• **DOCUMENT PASSAGE**:
►
Professional standards

How many of you feel allegiance to a profession, distinct from your employer, and find that your employer gets in the way of meeting professional standards?

Surely this is common. Surely, nurses would spend more time with patients than their hospital allows. Teachers want to engage students with activities the school won't fund. A documentary maker wants to show the complex details of a situation, but the cable channel wants simple sensationalism.

On the surface, this looks like an inevitable conflict in institutions. There are people who believe their job is to deliver the institution's services or products to their best ability; they nurture the profession. There are others who believe their job is to support the institition's continued success and survival; they nurture the institution.

At the place I work, a "service center" for the NPS, a manager recently explained that, to survive, we have to provide only the services that we're paid for. No more spending extra hours making a better film and charging time to the Center's overhead. Staff argue that the parks, our clients, come to HFC for the very reason that they get more than they pay for. Plus, our work wins awards.

What do you think?

Comments

Anonymous said…
but arent ppl always grateful when effort is put in - genuinely?
cmcq said…
You'd think so. But what if employees at widget company keep putting in extra effort, which the company pays them for, but sales don't go up? In a consumer society, gratitude for extra effort doesn't always translate into spending. Look at Wal-Mart. No extra effort there.
Anonymous said…
yea..i guess u're right but i think it kinda boils do to what industry you're in. then again, i may b wrong. ;)
Anonymous said…
Another problem is that if the employees of Widget International put in extra effort, or, heaven forbid, extra time, the shop makes that the norm for productivity, whether or not the profits go up. "Damned average raisers" they used to call us at school, and it sets up nasty vibes among the workers as well as between workers and management.

It seems awfully hard to balance pride in one's work against time demands and diplomacy in the workplace.
◄
• **INFORMATION PROVIDED**:
►
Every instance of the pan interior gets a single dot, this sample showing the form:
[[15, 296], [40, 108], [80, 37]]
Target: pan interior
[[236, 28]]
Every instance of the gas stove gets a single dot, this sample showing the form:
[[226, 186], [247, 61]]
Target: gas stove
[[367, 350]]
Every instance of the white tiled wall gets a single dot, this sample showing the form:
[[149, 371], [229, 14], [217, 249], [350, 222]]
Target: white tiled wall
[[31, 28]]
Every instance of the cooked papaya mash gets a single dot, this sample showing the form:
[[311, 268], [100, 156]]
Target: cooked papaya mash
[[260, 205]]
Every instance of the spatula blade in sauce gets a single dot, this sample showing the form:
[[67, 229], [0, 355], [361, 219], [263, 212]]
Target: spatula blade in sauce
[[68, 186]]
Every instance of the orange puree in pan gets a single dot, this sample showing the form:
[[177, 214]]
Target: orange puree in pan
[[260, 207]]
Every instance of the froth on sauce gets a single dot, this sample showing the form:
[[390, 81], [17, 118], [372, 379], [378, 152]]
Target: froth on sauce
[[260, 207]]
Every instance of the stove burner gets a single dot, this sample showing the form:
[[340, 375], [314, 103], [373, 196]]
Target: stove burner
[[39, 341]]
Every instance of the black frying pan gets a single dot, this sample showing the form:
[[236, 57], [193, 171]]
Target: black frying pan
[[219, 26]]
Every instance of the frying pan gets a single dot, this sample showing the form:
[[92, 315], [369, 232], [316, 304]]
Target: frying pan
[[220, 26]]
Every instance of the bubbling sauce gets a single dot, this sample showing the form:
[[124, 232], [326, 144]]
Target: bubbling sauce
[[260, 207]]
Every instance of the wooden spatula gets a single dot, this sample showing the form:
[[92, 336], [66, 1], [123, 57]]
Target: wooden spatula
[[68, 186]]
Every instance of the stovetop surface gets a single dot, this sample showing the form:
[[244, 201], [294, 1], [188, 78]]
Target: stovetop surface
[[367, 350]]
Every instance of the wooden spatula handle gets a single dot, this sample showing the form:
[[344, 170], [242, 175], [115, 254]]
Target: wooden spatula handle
◄
• **TASK**: Continue the discussion of professional standards versus employer demands from where it ends.

• **OUTPUT FOR THIS EXERCISE**:
In health care there are yet other players: the patient may be the person getting the service, but the insurance company functions as the client. And then there is "standard of care", a rather vague notion about "best practice" or "the right way to do it." So the client and the patient and the service provider and the health profession can all see the situation differently.
Anonymous said…
wow....never knew it was THAT tough & complicated where service in concerned. it's sure is different back home.

although we dont get paid extra for the effort put in, i really enjoyed the smiles i got from my customers when we went the extra mile for them or did something better than they expected. to me, it was more of a personal satisfaction. i was in the banking line before. ;)
Anonymous said…
Hmm...I need to check this blog more often! I've actually thought about this -- a lot -- and feel that this clash of perspectives accounts for much workplace confrontation and misunderstanding. I have a whole elaborate theory on it (Gene has a whole elaborate theory on just about everything), and some day will write it all down.
cmcq said…
Actually, given the frequency of my posts, it's not necessary to check it that often.

Do you think there's anyplace in our profession where institutional needs rarely get in the way of professional standards? Or do you think this is a built-in conflict in institutions?